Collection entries

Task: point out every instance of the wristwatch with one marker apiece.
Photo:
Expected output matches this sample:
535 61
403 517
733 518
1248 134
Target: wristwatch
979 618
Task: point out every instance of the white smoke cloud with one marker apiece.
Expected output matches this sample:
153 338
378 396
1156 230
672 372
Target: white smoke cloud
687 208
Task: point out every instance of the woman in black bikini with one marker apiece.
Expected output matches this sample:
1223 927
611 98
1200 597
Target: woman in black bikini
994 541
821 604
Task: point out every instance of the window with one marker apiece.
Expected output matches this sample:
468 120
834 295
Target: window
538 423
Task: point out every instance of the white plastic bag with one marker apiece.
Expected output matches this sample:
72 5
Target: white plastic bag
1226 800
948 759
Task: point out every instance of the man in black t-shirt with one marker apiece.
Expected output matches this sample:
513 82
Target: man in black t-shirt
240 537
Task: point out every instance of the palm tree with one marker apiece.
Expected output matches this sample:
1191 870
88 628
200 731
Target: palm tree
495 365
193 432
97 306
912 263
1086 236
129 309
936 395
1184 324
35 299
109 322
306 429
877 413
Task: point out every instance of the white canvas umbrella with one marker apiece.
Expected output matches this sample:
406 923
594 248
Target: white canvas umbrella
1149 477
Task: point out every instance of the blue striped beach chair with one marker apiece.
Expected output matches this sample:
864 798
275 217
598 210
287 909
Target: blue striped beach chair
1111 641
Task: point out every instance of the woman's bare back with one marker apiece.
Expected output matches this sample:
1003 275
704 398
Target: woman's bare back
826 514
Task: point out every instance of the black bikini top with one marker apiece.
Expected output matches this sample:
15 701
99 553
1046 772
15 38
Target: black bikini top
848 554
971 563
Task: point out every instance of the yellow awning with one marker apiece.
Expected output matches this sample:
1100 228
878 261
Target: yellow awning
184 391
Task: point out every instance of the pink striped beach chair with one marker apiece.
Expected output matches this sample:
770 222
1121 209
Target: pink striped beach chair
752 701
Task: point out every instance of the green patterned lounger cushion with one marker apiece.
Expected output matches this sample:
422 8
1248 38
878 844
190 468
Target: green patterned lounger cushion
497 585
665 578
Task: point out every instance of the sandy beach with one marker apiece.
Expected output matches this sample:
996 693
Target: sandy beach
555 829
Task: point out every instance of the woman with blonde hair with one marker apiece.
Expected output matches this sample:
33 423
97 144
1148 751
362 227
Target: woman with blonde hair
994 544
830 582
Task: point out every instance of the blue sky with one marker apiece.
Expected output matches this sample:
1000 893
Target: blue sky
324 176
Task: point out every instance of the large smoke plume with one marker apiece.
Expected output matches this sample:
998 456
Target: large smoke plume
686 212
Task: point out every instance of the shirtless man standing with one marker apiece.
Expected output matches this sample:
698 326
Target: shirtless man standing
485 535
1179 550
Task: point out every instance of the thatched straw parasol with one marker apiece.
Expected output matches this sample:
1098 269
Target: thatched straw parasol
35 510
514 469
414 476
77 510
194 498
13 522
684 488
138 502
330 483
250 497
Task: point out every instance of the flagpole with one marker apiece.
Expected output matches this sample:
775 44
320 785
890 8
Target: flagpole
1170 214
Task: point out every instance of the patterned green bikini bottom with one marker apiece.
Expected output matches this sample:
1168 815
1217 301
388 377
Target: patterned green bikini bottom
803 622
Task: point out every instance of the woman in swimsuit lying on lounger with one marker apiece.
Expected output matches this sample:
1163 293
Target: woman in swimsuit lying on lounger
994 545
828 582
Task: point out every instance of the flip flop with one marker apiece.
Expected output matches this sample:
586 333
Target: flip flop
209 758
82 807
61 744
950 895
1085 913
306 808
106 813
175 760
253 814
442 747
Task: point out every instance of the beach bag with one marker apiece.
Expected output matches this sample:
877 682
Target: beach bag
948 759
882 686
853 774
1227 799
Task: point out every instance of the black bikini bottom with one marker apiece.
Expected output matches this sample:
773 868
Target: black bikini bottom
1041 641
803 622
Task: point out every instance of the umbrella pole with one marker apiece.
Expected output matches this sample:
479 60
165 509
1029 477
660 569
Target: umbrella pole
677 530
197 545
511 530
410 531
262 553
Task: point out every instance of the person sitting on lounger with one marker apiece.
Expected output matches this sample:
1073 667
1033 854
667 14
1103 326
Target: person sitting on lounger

» **Activity**:
The word "person" occurs on some lines of the data. Give the number of those lines only.

» **Answer section**:
2